Pointing and labeling entries:
— Begin —
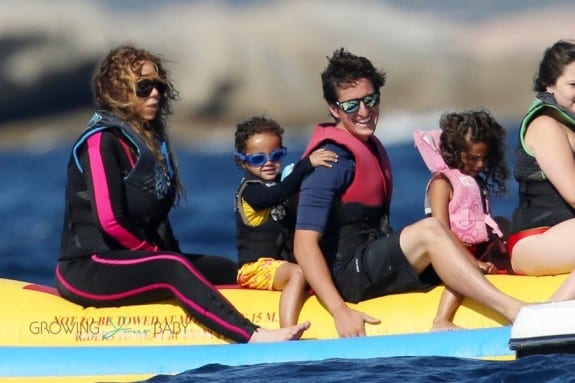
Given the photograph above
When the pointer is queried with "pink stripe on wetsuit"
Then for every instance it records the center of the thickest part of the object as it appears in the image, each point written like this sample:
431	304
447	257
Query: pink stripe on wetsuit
171	272
108	220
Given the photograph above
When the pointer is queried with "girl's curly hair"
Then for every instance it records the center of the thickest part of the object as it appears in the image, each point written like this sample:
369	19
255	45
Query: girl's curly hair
459	130
113	86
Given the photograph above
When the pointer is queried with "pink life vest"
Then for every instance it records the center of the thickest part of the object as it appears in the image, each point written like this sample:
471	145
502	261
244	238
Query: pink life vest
467	216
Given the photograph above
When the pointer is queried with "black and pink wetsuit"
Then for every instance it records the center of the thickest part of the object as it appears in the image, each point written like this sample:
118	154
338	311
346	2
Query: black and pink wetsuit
118	247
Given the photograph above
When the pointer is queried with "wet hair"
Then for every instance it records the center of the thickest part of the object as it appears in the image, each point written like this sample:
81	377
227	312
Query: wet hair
555	59
459	130
254	125
346	68
113	87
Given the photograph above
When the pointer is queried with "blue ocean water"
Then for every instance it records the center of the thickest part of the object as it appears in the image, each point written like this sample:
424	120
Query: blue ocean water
31	205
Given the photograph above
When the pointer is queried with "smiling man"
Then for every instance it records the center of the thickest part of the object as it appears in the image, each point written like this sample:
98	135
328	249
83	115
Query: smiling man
343	242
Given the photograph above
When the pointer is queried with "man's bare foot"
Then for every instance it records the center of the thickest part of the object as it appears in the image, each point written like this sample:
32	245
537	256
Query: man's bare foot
443	324
264	335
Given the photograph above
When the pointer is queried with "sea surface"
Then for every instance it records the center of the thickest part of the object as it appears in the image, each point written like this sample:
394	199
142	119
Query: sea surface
31	206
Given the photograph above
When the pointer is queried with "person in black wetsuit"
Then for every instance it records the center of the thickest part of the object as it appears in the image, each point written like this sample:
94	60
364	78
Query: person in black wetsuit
117	244
342	239
265	207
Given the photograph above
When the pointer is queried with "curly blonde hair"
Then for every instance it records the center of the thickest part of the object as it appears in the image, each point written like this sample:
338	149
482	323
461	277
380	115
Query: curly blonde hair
113	87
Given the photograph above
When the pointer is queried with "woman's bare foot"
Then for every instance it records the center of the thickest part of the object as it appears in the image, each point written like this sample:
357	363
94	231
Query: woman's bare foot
264	335
444	324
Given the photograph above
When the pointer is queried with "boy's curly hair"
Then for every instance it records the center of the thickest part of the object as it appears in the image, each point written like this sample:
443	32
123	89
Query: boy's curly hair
461	129
254	125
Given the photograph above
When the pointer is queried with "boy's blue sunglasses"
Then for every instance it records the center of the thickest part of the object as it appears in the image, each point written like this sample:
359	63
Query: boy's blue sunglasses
352	106
258	159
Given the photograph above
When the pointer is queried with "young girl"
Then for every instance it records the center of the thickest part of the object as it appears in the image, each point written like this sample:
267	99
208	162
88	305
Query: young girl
265	213
467	161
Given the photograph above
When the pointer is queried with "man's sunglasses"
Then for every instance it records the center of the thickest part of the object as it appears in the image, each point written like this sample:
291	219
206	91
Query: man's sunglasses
258	159
352	106
145	87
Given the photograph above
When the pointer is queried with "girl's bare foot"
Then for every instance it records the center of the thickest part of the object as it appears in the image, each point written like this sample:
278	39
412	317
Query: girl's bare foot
443	324
264	335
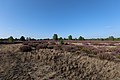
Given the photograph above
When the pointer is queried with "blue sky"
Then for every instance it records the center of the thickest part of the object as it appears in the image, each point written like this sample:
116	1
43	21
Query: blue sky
43	18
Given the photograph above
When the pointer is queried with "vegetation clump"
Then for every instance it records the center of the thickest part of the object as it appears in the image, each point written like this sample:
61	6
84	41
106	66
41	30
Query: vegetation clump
25	48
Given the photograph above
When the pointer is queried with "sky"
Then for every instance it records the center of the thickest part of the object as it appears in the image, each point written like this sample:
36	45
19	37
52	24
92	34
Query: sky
43	18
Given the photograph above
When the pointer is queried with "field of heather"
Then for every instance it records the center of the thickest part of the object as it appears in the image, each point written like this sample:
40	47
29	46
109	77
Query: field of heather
49	60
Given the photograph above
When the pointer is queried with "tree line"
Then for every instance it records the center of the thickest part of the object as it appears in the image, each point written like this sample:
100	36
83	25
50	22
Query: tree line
56	37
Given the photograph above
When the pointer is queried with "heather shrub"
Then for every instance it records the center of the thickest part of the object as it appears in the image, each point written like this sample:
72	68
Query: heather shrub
61	42
33	44
25	48
50	46
70	48
57	47
25	43
41	46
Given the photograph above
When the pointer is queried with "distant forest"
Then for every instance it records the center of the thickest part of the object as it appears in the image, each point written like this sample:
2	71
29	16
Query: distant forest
55	37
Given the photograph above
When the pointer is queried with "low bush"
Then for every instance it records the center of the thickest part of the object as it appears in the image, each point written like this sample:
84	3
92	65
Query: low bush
50	46
25	48
33	44
25	43
41	46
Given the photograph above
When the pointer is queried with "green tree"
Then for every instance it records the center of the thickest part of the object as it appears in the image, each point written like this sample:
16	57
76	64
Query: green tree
70	37
55	37
81	38
22	38
11	39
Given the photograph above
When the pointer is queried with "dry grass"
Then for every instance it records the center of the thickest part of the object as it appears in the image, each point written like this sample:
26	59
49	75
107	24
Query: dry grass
46	64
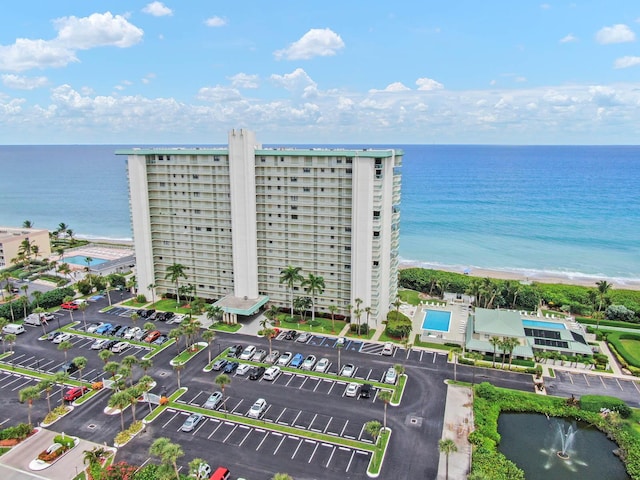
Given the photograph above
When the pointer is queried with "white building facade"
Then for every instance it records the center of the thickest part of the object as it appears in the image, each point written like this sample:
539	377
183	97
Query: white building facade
235	216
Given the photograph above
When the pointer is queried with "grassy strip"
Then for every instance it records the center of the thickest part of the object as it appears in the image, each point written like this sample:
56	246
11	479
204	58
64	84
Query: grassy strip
323	437
375	465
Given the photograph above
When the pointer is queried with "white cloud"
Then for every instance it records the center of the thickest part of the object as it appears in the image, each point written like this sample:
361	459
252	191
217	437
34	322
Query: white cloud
626	62
244	80
157	9
568	39
619	33
428	84
24	83
315	43
215	22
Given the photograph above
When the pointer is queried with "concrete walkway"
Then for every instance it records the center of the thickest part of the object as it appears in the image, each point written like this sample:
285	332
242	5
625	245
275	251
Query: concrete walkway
458	423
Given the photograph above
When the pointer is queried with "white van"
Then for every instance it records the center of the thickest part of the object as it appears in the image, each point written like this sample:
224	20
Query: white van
33	319
13	328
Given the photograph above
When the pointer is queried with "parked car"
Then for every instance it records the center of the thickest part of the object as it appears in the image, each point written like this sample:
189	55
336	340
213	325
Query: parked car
387	349
365	390
297	360
230	367
132	332
191	422
284	359
322	365
272	373
63	337
391	376
219	364
99	343
352	389
161	340
91	328
235	351
291	335
67	367
105	327
75	393
120	347
152	335
348	370
309	363
213	401
272	357
258	408
248	352
256	372
303	337
259	355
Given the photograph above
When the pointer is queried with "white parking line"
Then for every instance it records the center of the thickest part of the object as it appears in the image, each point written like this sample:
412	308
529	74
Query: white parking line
353	452
231	432
297	448
245	437
314	452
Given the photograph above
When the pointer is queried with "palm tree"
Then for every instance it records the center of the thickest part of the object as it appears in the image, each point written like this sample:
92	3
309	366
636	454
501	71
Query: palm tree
29	394
222	381
313	285
81	363
447	446
120	401
385	396
290	276
374	429
65	347
333	309
603	289
46	385
152	287
495	343
168	452
174	273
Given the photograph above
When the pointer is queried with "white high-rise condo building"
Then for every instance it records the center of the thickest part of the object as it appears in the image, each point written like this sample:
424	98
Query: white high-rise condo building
236	216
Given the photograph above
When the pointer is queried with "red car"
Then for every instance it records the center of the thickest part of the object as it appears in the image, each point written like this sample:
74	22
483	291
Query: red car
75	393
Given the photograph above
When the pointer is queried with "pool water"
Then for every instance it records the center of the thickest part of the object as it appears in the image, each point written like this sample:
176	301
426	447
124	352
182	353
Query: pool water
80	260
541	324
437	320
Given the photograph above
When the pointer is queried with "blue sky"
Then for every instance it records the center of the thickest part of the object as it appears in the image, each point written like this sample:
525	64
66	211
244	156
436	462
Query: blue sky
454	72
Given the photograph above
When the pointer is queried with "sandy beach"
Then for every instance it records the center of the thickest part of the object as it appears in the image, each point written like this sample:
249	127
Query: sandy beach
531	276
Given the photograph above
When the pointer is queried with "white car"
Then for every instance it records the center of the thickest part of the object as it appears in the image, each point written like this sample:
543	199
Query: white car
248	352
352	390
348	370
131	333
63	337
309	363
120	347
387	349
258	408
322	365
99	343
390	376
272	373
285	358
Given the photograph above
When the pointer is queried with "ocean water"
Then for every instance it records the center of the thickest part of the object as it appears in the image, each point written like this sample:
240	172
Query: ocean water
572	210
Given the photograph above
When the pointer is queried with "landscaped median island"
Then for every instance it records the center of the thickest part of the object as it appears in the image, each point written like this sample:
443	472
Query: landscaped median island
609	415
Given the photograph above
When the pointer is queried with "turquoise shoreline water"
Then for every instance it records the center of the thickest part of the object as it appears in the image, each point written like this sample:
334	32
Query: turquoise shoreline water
570	211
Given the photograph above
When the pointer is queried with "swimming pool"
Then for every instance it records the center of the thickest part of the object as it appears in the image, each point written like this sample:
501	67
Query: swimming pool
437	320
80	260
541	324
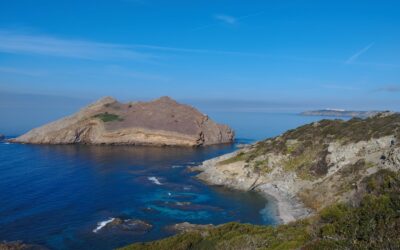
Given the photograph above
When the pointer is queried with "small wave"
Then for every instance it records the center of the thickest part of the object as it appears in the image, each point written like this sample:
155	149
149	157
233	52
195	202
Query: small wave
154	180
102	224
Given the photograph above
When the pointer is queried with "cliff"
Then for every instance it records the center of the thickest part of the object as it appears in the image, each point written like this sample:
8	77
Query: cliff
340	113
313	166
337	185
107	121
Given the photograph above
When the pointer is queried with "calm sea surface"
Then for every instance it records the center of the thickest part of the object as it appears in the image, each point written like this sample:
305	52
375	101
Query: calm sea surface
56	195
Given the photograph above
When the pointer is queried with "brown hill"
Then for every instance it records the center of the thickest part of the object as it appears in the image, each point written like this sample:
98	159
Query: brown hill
107	121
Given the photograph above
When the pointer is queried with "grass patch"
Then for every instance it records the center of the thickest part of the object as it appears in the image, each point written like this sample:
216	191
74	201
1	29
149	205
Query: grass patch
106	117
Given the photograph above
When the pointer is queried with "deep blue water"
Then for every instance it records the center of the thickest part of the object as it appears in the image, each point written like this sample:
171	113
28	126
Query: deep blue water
56	195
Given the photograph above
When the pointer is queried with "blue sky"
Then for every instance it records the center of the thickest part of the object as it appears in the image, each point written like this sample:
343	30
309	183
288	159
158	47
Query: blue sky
249	54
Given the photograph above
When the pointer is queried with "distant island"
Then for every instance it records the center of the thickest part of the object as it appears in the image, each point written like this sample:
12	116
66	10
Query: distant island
336	185
162	122
340	113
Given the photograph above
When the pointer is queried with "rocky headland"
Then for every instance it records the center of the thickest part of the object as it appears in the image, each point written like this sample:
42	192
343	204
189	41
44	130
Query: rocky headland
162	122
311	167
336	184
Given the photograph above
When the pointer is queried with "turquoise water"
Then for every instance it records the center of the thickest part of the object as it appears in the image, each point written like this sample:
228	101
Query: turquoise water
56	195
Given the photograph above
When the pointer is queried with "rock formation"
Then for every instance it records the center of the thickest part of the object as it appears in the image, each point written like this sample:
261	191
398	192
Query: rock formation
344	175
313	166
19	245
340	113
107	121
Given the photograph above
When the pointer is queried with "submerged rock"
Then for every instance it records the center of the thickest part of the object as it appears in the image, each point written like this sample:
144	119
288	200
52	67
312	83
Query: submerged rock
118	225
188	227
160	122
19	245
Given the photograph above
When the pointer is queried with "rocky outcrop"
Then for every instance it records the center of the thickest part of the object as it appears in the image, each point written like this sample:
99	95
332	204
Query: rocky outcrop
160	122
313	166
119	225
186	227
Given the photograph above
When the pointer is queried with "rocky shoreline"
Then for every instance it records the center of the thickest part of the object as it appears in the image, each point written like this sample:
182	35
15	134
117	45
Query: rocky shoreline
287	206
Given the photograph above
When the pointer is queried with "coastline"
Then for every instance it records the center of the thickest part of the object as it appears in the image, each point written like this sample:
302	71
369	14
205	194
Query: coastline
286	206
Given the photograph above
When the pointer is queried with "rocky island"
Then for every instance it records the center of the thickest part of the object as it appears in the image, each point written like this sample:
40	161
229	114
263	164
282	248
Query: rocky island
336	184
162	122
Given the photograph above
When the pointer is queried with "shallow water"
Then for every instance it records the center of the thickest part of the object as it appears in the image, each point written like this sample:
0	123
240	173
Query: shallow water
57	195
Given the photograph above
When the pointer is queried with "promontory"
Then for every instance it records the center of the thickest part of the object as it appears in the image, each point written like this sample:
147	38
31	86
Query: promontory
161	122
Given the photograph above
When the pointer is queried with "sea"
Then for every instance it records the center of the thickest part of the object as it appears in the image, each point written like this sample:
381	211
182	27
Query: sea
62	196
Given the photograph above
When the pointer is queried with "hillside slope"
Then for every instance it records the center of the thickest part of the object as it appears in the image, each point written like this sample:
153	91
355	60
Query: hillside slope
107	121
337	185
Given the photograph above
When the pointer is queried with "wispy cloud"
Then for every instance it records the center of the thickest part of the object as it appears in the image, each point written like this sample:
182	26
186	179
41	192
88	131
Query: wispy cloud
11	42
390	88
130	73
339	87
354	57
19	71
225	19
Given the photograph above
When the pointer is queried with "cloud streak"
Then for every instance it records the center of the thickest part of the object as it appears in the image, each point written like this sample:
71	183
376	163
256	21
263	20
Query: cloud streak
390	88
11	42
17	71
226	19
354	57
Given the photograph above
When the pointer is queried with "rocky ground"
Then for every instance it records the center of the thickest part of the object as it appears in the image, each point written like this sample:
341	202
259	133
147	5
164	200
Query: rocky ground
313	166
336	184
19	245
107	121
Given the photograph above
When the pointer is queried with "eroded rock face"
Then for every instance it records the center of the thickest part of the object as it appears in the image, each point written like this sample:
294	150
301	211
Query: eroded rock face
313	166
160	122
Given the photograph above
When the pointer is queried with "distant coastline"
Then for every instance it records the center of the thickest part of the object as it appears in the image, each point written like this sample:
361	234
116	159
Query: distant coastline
340	113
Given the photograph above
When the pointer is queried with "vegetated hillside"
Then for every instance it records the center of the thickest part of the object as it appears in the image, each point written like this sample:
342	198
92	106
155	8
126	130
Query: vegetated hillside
319	163
372	222
345	173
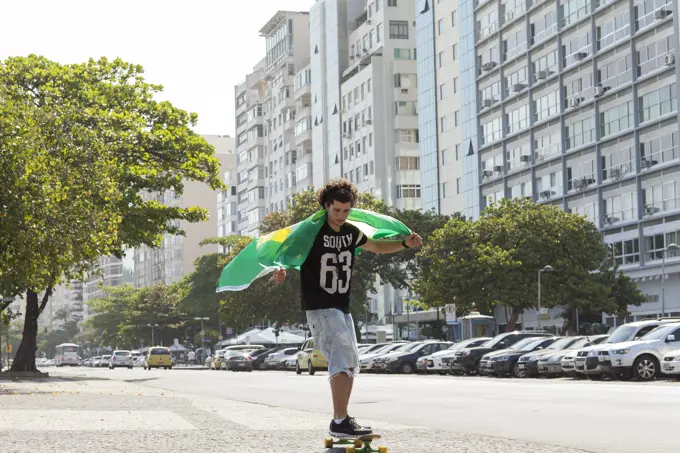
— End —
AIM:
Count the lines in the data above that contain the string "young". Give only the number.

RESPONSE:
2